>> Start The input

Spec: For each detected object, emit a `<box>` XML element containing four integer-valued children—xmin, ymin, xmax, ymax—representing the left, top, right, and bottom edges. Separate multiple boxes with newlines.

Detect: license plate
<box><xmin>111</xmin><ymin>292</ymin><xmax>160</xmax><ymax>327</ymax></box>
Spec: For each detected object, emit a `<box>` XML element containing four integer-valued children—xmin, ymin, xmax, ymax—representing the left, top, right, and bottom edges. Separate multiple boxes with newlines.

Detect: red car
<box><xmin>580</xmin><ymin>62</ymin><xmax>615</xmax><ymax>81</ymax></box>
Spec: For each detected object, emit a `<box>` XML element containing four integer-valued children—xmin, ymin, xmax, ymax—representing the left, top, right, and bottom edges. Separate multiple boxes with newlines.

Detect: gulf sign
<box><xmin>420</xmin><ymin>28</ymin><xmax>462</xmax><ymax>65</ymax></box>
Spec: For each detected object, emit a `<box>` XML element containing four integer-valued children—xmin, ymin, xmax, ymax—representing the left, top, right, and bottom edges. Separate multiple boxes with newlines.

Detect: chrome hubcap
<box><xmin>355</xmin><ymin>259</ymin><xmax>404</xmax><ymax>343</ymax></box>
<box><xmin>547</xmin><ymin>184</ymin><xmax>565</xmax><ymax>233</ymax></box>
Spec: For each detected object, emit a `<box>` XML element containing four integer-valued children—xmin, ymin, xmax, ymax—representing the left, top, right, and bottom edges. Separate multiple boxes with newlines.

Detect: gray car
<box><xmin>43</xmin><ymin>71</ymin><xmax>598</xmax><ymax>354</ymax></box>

>> End The input

__What is asked__.
Please put every line above into a JSON list of strings, one string per line, leaving out the blank lines.

__Output for this task__.
[
  "Spec: For each detected object, emit a `<box>` XML element containing four integer-valued children—xmin, ymin, xmax, ymax—representing the left, top, right, and bottom edges. Separate multiple boxes with newlines.",
  "Detect: license plate",
  "<box><xmin>111</xmin><ymin>292</ymin><xmax>160</xmax><ymax>327</ymax></box>",
  "Spec: For each detected object, emit a `<box>` XML element containing four integer-valued children—xmin, ymin, xmax, ymax—representing the left, top, right, and bottom edges. Separate multiple boxes with newlines.",
  "Detect: red car",
  "<box><xmin>580</xmin><ymin>62</ymin><xmax>615</xmax><ymax>81</ymax></box>",
  "Spec: For each detected object, emit a `<box>` XML element containing four integer-valued children—xmin, ymin, xmax, ymax—representing the left, top, right, and bottom edges. Separate multiple boxes with newlines.",
  "Detect: gulf sign",
  "<box><xmin>420</xmin><ymin>28</ymin><xmax>462</xmax><ymax>65</ymax></box>",
  "Spec: For each detected object, emit a `<box>` XML element containing four integer-valued children—xmin, ymin, xmax, ymax—representing the left, top, right, and bottom edges. Separate multiple boxes with newlines.",
  "Detect: chrome hubcap",
  "<box><xmin>355</xmin><ymin>259</ymin><xmax>404</xmax><ymax>343</ymax></box>",
  "<box><xmin>547</xmin><ymin>184</ymin><xmax>565</xmax><ymax>233</ymax></box>",
  "Spec: For each detected object, emit a `<box>` XML element containing four integer-valued children—xmin, ymin, xmax, ymax—representing the left, top, right, and bottom edges. Separate multiple boxes with newlines.",
  "Detect: gray car",
  "<box><xmin>43</xmin><ymin>71</ymin><xmax>598</xmax><ymax>354</ymax></box>"
]